:: Given instruction 1 ::
Count the lines in the rows below that contain the word "yellow", matching case exactly, and give only the number.

:: Page excerpt ::

____

Always got stuff done though - often at 9pm on the Sunday night when server traffic was quiet and my conscience was playing up.

Michael Jones, Wednesday, 17 October 2001 00:00 (twenty-three years ago) link

I tend to get a lot of dusting done. I've got a Ken Dodd 'tickling stick' now, so every cloud has a silver lining. Insect eradication can be quite time consuming too, and the cistern's got a troublesome leak that I'm going to have to try and sort out sooner or later. As a first step I have turned the water off at the stop-cock, just to make sure. Step 2 is a mystery. I might ponder it at lunchtime. I think I'll need to get some kind of watertight sealant, and I'm buggered if I'm going to waste a weekend doing that.

Peter Miller, Wednesday, 17 October 2001 00:00 (twenty-three years ago) link

Working from home brings the worst insticts to the surface. That is, that housewife lurking in the subconscious region of any woman's mind after years of hearing 'tidy your room, you are worse than a bloke'. I always end up flicking through some dusty copy of Delia's, popping to Sainsbury's to purchase the ingredients and when the cooking is over, I decide it is better to get along to the office for a cup of coffee and a chat because that is really sad and we are in the 21st century and I should be more like Sarah Jessica and her mates

Laetitia, Wednesday, 17 October 2001 00:00 (twenty-three years ago) link

my brother got so mental when he was working at home (he's a web designer) that he made this website up about working from home! http://www.egrindstone.co.uk/ whenever i take a day off my real job to get stuff done at home (or work on my other stuff) i get nothing done. Apparently Magritte used to get up every morning and walk around the block as if he was leaving home and arriving at work, and he would do the same thing around teatime as if going home. Still he was rubbish at faces so what would he

ian scanlon, Wednesday, 17 October 2001 00:00 (twenty-three years ago) link

seven years pass...

____

:: Task inputs ::
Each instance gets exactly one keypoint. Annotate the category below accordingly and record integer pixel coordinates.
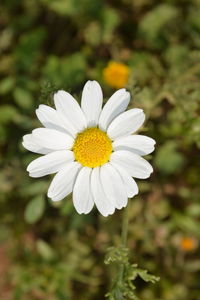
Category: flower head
(91, 149)
(116, 74)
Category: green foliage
(34, 209)
(123, 286)
(47, 250)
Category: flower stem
(124, 234)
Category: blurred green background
(49, 251)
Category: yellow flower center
(92, 147)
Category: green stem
(124, 234)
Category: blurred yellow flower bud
(188, 244)
(116, 74)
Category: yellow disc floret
(92, 147)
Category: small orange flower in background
(116, 74)
(188, 244)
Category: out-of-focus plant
(66, 42)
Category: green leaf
(34, 209)
(23, 98)
(45, 250)
(6, 85)
(8, 113)
(168, 159)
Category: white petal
(135, 165)
(52, 139)
(30, 144)
(82, 195)
(139, 144)
(63, 181)
(113, 186)
(91, 102)
(50, 163)
(69, 108)
(104, 205)
(117, 103)
(126, 123)
(129, 182)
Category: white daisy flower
(92, 150)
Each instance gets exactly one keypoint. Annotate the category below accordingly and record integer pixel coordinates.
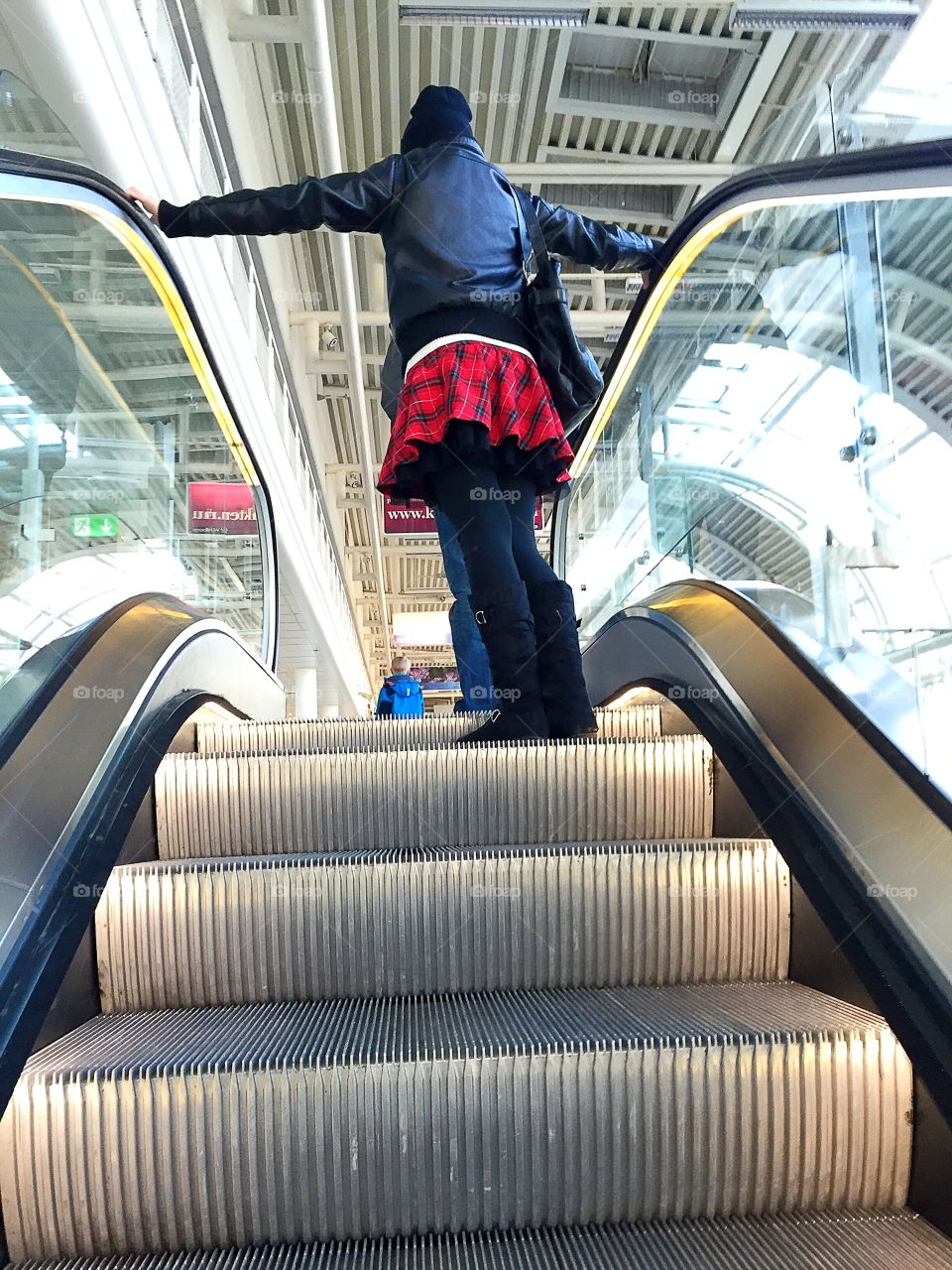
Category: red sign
(216, 507)
(413, 517)
(416, 517)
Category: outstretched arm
(588, 241)
(347, 200)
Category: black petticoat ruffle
(467, 443)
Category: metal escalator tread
(290, 735)
(444, 797)
(884, 1239)
(365, 1118)
(440, 920)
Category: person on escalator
(402, 695)
(474, 431)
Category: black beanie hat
(436, 114)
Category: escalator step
(890, 1239)
(388, 924)
(380, 1116)
(363, 734)
(420, 798)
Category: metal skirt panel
(304, 928)
(365, 734)
(164, 1156)
(784, 1241)
(434, 798)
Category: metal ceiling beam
(585, 322)
(754, 94)
(619, 172)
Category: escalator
(340, 994)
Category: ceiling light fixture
(824, 16)
(517, 13)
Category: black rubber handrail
(80, 767)
(826, 169)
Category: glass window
(121, 470)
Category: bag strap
(526, 212)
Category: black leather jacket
(451, 236)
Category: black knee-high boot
(504, 619)
(565, 698)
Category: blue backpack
(405, 697)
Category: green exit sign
(94, 525)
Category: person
(475, 431)
(471, 661)
(402, 697)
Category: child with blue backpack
(402, 695)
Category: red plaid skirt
(472, 398)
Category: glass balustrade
(782, 421)
(121, 467)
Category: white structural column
(306, 697)
(320, 76)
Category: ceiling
(630, 118)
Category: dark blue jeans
(472, 663)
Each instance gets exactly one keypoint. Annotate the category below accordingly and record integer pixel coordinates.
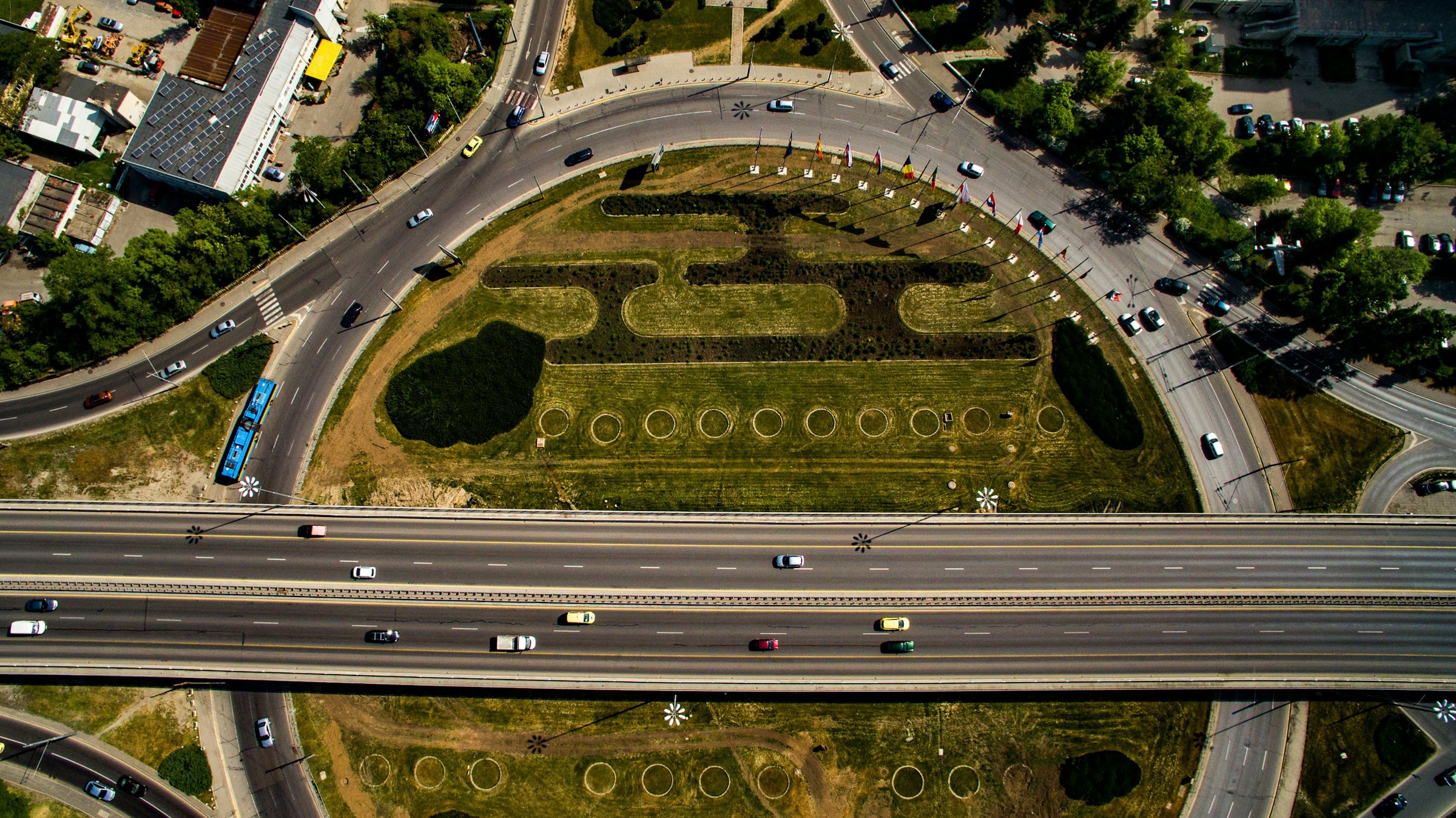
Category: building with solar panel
(212, 126)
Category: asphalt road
(78, 763)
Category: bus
(241, 446)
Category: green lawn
(1006, 753)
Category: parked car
(1171, 286)
(972, 169)
(1212, 446)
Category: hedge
(238, 371)
(187, 769)
(1098, 778)
(1094, 388)
(470, 392)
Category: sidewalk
(678, 69)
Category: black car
(1389, 805)
(1171, 286)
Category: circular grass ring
(660, 424)
(500, 775)
(1052, 419)
(977, 421)
(726, 776)
(772, 789)
(554, 422)
(820, 422)
(370, 775)
(670, 780)
(766, 422)
(423, 785)
(925, 422)
(872, 422)
(586, 779)
(714, 424)
(970, 782)
(918, 776)
(606, 428)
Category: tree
(1098, 76)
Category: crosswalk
(906, 67)
(267, 302)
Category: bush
(187, 769)
(615, 16)
(1094, 388)
(1098, 778)
(238, 371)
(1401, 744)
(470, 392)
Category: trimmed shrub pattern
(470, 392)
(1094, 389)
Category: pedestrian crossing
(523, 98)
(267, 302)
(906, 67)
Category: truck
(511, 644)
(35, 627)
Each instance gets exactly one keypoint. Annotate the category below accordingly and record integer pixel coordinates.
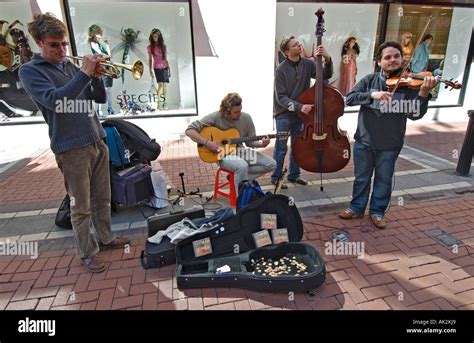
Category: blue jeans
(366, 160)
(281, 147)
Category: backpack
(117, 155)
(141, 147)
(249, 191)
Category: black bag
(226, 257)
(249, 191)
(141, 147)
(163, 254)
(63, 216)
(132, 185)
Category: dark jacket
(65, 96)
(384, 128)
(291, 80)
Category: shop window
(444, 46)
(352, 60)
(16, 48)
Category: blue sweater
(65, 97)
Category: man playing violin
(381, 131)
(75, 132)
(292, 78)
(247, 164)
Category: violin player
(292, 78)
(380, 132)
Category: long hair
(160, 43)
(229, 101)
(345, 46)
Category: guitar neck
(250, 139)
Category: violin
(415, 80)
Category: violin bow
(411, 57)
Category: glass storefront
(156, 33)
(122, 30)
(353, 32)
(16, 48)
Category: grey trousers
(248, 164)
(87, 181)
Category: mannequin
(349, 53)
(158, 63)
(99, 45)
(407, 47)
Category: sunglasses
(56, 45)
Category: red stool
(218, 186)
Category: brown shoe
(94, 264)
(379, 222)
(348, 214)
(117, 242)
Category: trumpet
(136, 68)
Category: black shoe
(283, 185)
(299, 181)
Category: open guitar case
(233, 247)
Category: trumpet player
(100, 45)
(76, 134)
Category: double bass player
(292, 78)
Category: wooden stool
(230, 182)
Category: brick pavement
(403, 268)
(41, 181)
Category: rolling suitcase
(132, 185)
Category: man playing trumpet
(75, 132)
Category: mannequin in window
(349, 53)
(158, 63)
(99, 45)
(407, 47)
(421, 56)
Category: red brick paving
(423, 276)
(41, 181)
(402, 269)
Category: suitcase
(231, 257)
(132, 185)
(163, 254)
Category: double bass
(321, 147)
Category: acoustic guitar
(228, 139)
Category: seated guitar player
(247, 164)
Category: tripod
(182, 193)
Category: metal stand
(467, 150)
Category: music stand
(183, 194)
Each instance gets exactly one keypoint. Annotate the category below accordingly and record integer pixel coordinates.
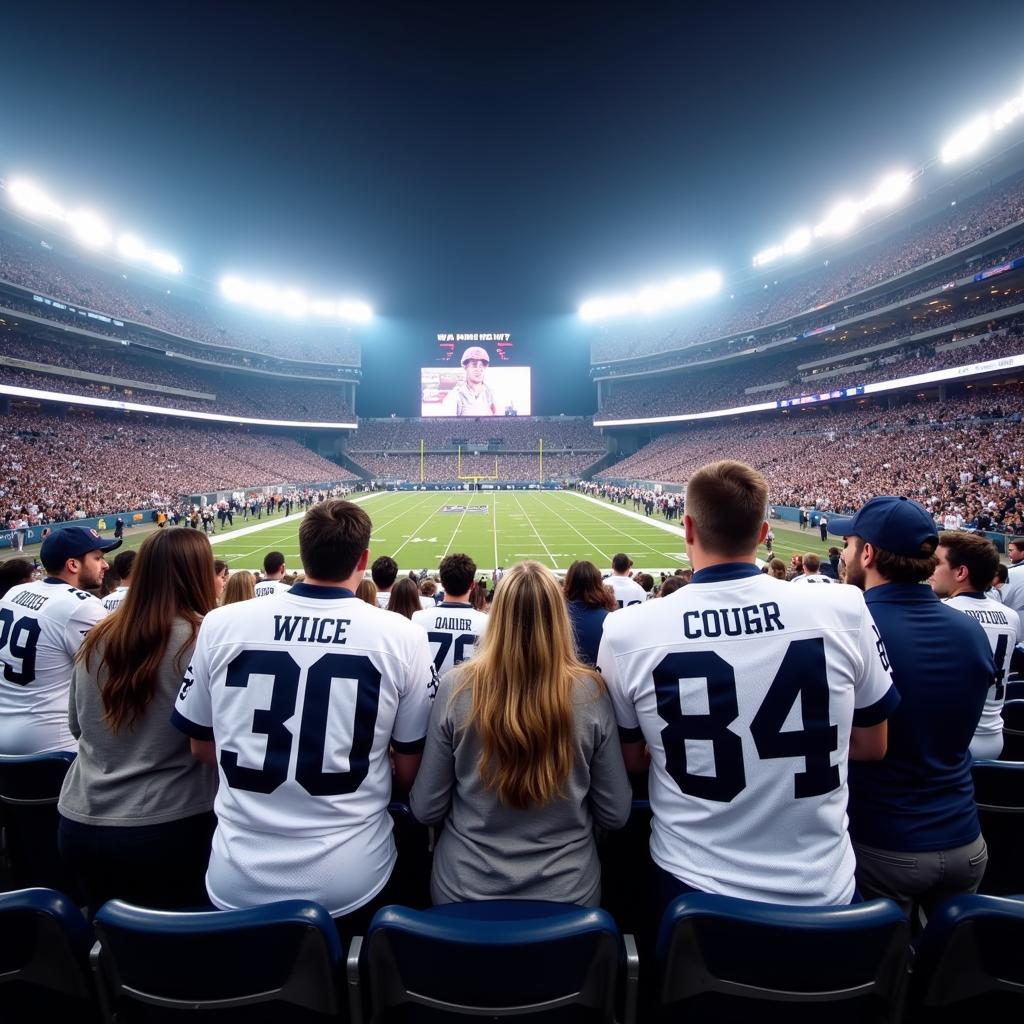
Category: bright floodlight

____

:: Given instruction 2 ::
Copy the forum thread on working from home word for word, from "I tend to get" to "weekend doing that.".

:: Problem solution 1 ::
3

:: Problem solution 2 ::
I tend to get a lot of dusting done. I've got a Ken Dodd 'tickling stick' now, so every cloud has a silver lining. Insect eradication can be quite time consuming too, and the cistern's got a troublesome leak that I'm going to have to try and sort out sooner or later. As a first step I have turned the water off at the stop-cock, just to make sure. Step 2 is a mystery. I might ponder it at lunchtime. I think I'll need to get some kind of watertight sealant, and I'm buggered if I'm going to waste a weekend doing that.